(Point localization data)
********************

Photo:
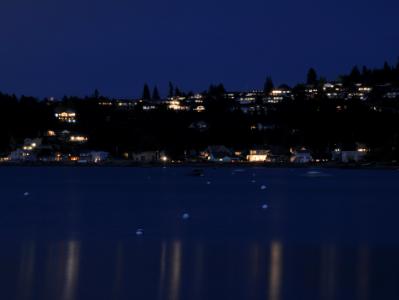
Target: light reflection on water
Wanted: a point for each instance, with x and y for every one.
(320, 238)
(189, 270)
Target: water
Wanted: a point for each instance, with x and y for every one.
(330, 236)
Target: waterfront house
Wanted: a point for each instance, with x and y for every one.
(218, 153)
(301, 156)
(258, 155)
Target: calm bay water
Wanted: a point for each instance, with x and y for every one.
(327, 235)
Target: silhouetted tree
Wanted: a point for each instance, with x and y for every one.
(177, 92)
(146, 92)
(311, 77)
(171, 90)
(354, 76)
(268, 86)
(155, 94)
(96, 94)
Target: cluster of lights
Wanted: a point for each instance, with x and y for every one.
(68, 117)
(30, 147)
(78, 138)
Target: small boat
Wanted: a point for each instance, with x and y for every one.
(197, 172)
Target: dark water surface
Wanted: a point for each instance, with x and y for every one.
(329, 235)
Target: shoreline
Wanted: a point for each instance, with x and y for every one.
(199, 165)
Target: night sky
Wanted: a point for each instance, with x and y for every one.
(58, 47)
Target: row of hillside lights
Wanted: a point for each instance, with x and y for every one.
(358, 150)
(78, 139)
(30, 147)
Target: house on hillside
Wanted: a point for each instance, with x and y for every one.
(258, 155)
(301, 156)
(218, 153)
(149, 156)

********************

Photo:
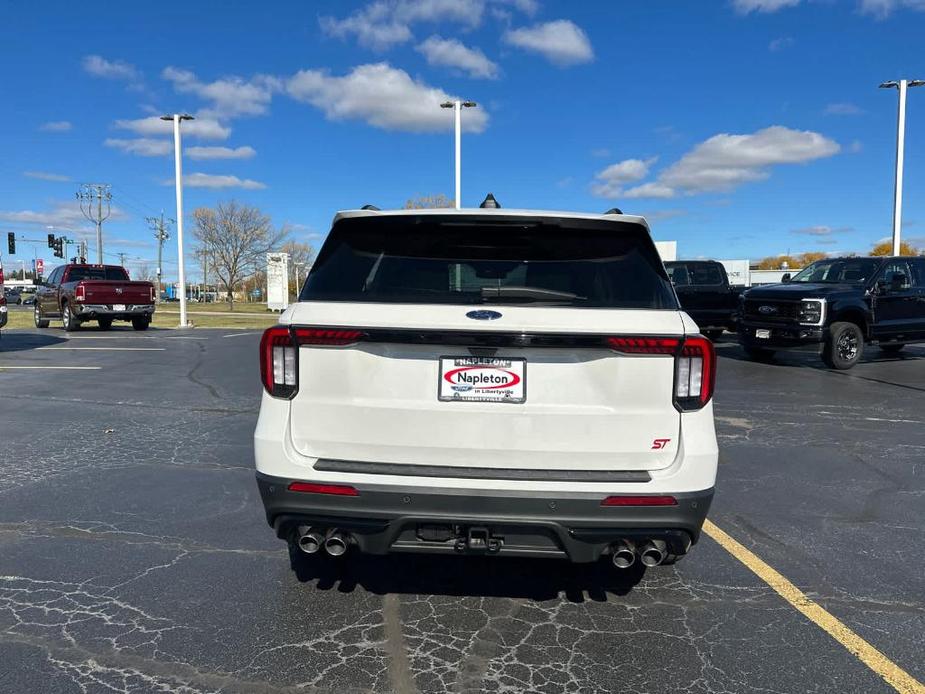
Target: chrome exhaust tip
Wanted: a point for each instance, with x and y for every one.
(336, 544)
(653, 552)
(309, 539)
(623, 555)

********************

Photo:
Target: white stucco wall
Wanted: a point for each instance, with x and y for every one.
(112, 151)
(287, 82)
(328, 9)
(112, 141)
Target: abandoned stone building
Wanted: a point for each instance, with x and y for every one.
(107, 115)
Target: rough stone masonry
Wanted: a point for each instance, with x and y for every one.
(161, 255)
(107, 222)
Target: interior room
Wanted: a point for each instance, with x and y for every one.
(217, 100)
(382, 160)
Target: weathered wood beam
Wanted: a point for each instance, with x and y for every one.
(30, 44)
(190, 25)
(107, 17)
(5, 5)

********************

* **GOAL OF THE EXERCISE**: Look for the string "house" in the records, and copy every line where it is found.

* **TASK RESPONSE**:
Target: waterfront house
Target: house on hillside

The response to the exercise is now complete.